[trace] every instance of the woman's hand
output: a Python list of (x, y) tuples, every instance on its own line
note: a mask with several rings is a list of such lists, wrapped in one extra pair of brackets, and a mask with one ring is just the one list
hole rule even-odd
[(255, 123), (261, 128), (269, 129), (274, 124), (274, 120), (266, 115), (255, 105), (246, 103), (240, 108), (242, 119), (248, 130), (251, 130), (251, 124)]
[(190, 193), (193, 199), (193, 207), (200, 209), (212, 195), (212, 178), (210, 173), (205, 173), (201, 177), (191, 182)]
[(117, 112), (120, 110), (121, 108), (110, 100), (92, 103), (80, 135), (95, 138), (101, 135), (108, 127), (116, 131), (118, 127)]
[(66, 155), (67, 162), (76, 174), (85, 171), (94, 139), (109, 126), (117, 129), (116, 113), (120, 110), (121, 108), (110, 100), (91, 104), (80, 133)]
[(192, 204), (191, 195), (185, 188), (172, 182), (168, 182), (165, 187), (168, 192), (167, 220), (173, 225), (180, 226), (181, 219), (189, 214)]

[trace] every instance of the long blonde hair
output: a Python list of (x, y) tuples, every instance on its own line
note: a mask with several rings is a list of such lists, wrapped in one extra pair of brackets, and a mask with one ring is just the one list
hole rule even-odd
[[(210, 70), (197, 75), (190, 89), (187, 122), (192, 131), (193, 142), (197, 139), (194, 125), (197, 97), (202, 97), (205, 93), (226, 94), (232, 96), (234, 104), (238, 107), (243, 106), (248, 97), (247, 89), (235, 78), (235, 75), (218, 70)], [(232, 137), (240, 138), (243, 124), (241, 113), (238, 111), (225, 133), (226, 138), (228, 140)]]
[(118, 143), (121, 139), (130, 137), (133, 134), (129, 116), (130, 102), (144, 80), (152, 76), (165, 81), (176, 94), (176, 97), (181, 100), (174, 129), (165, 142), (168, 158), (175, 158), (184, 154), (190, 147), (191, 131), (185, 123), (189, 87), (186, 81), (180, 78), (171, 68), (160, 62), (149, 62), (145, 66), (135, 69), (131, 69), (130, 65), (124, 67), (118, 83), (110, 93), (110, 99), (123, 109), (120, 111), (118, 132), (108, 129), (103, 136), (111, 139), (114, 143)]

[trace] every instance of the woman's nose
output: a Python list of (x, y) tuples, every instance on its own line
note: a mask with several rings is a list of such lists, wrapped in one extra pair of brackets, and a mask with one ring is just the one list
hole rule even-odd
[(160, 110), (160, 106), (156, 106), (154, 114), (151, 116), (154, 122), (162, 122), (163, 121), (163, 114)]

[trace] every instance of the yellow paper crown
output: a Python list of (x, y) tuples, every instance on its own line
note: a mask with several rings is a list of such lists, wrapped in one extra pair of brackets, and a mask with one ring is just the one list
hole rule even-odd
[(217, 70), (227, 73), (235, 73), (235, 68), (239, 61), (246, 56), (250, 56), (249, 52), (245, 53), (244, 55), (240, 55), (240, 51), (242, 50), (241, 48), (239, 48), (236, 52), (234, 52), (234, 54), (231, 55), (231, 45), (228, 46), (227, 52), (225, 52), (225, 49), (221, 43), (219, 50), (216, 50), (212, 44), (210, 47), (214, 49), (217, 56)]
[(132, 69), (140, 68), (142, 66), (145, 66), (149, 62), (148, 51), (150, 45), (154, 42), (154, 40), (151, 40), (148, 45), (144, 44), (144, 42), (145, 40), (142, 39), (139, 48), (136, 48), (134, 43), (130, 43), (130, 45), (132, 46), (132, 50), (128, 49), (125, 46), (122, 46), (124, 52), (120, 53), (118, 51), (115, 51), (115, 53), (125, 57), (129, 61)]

WHAT YOU ARE ASKED TO DO
Each line above must be returned exactly as written.

COMPLETED EXERCISE
[trace] every instance of the woman's hand
output: a Python list of (x, y) tuples, every instance on its own line
note: a mask with several rings is a list of such lists, wrapped in one extra pair of brackets, and a mask with one ring is just the one list
hole rule even-odd
[(255, 123), (261, 128), (269, 129), (274, 124), (274, 120), (266, 115), (255, 105), (246, 103), (240, 108), (242, 119), (248, 130), (251, 130), (251, 124)]
[(190, 193), (193, 199), (193, 207), (200, 209), (212, 195), (212, 178), (210, 173), (205, 173), (201, 177), (191, 182)]
[(117, 112), (120, 110), (121, 108), (110, 100), (92, 103), (80, 135), (95, 138), (101, 135), (108, 127), (116, 131), (118, 127)]
[(66, 155), (67, 162), (76, 174), (85, 171), (94, 139), (109, 126), (117, 129), (116, 113), (120, 110), (121, 108), (110, 100), (91, 104), (80, 133)]
[(192, 204), (191, 195), (185, 188), (172, 182), (168, 182), (165, 187), (168, 192), (167, 220), (173, 225), (180, 226), (181, 219), (189, 214)]

[trace] every instance of the long blonde hair
output: a Python list of (x, y) tuples, every instance on its own line
note: a mask with several rings is a list of such lists, wrapped in one extra pair of brackets, and a mask with one ring is just the one list
hole rule even-odd
[[(210, 70), (197, 75), (190, 89), (187, 122), (192, 131), (193, 142), (197, 139), (194, 125), (197, 97), (202, 97), (205, 93), (226, 94), (232, 96), (234, 104), (238, 107), (243, 106), (248, 97), (247, 89), (235, 78), (235, 75), (218, 70)], [(232, 137), (240, 138), (243, 124), (241, 113), (238, 111), (225, 133), (226, 138), (228, 140)]]
[(118, 143), (121, 139), (130, 137), (133, 134), (129, 116), (130, 102), (144, 80), (152, 76), (165, 81), (176, 94), (176, 97), (181, 100), (174, 129), (165, 142), (168, 158), (175, 158), (184, 154), (190, 147), (191, 131), (185, 123), (189, 87), (186, 81), (180, 78), (171, 68), (160, 62), (149, 62), (145, 66), (135, 69), (131, 69), (130, 65), (124, 67), (118, 83), (110, 93), (110, 99), (123, 109), (120, 111), (118, 132), (108, 129), (103, 136), (111, 139), (114, 143)]

[trace] every instance of the woman's nose
output: a Python list of (x, y) tuples, every instance on its own line
note: a mask with several rings is a list of such lists, wrapped in one extra pair of brackets, and a mask with one ring is just the one list
hole rule even-odd
[(160, 110), (160, 106), (156, 106), (154, 114), (151, 116), (154, 122), (162, 122), (163, 121), (163, 114)]

[trace] every instance of the yellow paper crown
output: a Python list of (x, y) tuples, every instance on its own line
note: a mask with several rings is a list of such lists, wrapped in one extra pair of brackets, and a mask with one ring is just the one list
hole rule even-odd
[(217, 70), (227, 73), (235, 73), (235, 68), (239, 61), (246, 56), (250, 56), (249, 52), (245, 53), (244, 55), (240, 55), (240, 51), (242, 50), (241, 48), (239, 48), (236, 52), (234, 52), (234, 54), (231, 55), (231, 45), (228, 46), (227, 52), (225, 52), (225, 49), (221, 43), (219, 50), (216, 50), (212, 44), (210, 47), (214, 49), (217, 56)]
[(132, 69), (140, 68), (142, 66), (145, 66), (149, 62), (148, 51), (150, 45), (154, 42), (154, 40), (151, 40), (148, 45), (144, 44), (144, 42), (145, 40), (142, 39), (139, 48), (136, 48), (134, 43), (130, 43), (130, 45), (132, 46), (132, 50), (128, 49), (125, 46), (122, 46), (124, 52), (120, 53), (118, 51), (115, 51), (115, 53), (125, 57), (129, 61)]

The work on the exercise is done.